■ Supplied data:
______________________________

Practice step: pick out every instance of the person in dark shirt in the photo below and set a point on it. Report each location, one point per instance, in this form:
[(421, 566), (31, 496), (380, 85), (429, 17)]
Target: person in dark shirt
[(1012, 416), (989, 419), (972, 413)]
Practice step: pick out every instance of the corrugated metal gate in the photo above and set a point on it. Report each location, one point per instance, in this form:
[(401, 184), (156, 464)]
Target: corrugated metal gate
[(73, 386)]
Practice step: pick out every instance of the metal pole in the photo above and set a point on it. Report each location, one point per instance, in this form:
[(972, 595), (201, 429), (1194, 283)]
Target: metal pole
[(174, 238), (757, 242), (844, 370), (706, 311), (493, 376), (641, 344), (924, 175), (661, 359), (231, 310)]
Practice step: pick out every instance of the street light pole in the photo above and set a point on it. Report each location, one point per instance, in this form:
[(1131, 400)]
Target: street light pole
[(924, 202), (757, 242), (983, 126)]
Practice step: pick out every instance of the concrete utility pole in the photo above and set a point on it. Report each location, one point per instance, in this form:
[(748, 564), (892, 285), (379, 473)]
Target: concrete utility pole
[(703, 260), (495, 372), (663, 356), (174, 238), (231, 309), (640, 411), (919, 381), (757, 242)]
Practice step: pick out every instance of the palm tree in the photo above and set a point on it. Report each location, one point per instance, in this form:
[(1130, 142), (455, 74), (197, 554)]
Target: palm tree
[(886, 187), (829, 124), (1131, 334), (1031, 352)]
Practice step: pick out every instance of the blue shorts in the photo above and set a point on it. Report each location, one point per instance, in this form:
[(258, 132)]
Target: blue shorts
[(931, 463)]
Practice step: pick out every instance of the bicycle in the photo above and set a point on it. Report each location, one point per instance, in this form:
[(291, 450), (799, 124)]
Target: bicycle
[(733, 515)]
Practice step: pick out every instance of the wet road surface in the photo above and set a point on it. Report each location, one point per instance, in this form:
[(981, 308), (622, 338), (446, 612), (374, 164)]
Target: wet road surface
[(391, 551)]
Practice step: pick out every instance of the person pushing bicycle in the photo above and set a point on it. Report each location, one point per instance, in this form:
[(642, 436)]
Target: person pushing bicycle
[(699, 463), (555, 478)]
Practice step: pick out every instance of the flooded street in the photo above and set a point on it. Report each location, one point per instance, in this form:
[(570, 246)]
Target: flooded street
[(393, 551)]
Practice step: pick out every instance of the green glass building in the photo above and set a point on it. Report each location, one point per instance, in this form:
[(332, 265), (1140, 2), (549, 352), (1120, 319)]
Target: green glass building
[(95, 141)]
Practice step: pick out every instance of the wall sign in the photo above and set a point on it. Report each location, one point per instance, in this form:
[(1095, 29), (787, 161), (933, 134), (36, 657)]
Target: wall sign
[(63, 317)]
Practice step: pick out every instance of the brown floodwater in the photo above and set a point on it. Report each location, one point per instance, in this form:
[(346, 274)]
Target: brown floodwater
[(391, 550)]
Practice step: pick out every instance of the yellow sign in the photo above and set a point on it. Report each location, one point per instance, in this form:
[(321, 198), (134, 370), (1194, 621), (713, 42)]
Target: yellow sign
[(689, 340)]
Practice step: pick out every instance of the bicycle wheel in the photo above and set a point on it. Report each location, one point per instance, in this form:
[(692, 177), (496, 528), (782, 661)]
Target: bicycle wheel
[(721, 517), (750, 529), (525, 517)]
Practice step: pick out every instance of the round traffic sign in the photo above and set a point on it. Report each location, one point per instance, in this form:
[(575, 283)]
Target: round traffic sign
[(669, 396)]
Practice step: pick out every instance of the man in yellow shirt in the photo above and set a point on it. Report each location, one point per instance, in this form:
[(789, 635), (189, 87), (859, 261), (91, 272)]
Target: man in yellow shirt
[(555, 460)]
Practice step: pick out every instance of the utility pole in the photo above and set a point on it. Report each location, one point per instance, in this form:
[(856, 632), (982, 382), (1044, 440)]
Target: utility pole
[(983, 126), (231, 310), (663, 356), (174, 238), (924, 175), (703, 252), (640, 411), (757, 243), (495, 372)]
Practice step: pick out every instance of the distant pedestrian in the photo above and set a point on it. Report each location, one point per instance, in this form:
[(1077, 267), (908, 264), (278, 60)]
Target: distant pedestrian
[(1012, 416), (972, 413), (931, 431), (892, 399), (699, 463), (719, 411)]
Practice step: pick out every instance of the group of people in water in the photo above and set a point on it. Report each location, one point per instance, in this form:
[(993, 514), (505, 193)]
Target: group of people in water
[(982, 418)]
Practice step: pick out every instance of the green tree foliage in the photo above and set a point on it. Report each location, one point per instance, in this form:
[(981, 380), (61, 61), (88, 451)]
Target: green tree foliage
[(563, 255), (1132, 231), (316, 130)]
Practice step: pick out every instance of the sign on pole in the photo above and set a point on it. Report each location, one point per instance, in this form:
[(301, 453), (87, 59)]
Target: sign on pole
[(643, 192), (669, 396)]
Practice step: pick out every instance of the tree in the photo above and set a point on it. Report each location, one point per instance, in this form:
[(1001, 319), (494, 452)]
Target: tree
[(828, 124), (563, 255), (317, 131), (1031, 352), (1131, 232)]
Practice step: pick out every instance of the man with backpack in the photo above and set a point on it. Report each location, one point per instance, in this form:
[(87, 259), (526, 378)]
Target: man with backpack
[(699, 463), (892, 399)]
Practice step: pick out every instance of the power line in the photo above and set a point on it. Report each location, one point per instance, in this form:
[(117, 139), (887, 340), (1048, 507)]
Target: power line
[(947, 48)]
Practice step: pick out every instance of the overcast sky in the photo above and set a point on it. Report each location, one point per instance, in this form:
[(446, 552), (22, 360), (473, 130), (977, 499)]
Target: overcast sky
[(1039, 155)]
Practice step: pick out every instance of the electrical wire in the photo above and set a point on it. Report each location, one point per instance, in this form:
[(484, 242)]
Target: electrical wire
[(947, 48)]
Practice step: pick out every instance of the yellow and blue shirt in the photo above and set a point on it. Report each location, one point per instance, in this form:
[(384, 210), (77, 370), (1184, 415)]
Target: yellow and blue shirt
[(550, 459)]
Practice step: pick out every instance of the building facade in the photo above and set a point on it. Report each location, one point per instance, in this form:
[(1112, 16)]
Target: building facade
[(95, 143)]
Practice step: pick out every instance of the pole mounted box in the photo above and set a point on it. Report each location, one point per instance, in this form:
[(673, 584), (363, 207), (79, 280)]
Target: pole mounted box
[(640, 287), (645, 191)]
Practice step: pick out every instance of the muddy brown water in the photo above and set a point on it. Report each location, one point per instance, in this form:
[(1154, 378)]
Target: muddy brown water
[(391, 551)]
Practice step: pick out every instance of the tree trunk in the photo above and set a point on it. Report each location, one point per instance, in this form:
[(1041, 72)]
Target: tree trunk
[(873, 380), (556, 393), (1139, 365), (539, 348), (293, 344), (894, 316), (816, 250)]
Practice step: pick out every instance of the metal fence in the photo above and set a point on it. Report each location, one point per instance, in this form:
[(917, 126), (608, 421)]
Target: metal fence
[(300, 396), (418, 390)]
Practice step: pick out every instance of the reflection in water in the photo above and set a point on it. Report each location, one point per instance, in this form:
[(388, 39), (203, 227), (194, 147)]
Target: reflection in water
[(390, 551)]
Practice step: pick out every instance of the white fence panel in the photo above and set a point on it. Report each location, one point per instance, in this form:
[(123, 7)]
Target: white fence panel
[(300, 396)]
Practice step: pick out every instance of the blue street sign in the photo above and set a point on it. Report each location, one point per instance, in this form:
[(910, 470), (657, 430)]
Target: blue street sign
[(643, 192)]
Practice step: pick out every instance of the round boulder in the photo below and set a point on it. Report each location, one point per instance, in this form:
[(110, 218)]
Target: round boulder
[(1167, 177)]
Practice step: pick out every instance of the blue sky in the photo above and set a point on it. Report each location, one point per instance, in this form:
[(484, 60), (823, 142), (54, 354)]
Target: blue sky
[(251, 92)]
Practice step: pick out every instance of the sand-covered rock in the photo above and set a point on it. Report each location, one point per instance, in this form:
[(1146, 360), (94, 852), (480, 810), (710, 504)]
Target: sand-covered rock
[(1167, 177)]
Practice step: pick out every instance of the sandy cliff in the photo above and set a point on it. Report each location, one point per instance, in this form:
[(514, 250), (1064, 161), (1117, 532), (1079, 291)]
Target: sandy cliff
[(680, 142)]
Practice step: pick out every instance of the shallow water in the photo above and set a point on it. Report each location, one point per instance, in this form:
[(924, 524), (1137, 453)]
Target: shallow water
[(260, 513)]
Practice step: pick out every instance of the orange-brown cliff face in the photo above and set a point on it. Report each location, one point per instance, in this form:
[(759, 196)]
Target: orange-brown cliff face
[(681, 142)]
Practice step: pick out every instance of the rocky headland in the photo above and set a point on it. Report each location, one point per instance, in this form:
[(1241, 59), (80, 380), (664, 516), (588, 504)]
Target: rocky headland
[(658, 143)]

______________________________

■ What the task asks: Can you return verbatim every line from the one containing "Practice step: pick out every instance of the shallow" through the final line of the rows, inclusive?

■ Finished exercise:
Practice step: pick out every instance of the shallow water in the photo above and set a point on it. Report each location, one point per instance, in this form:
[(924, 524), (1137, 453)]
Target: shallow water
[(260, 513)]
Practice step: pick out every instance of the orange-brown cliff face in the photo above and set a point on it. Report each location, one point per instance, in this form:
[(759, 196)]
Target: orange-brown cliff face
[(681, 142)]
Practice step: pick out every instance of the rocky headland in the photo above and set a point on it. Report each location, one point per instance, in this form:
[(1241, 59), (80, 380), (664, 516), (588, 504)]
Target: rocky headland
[(658, 143)]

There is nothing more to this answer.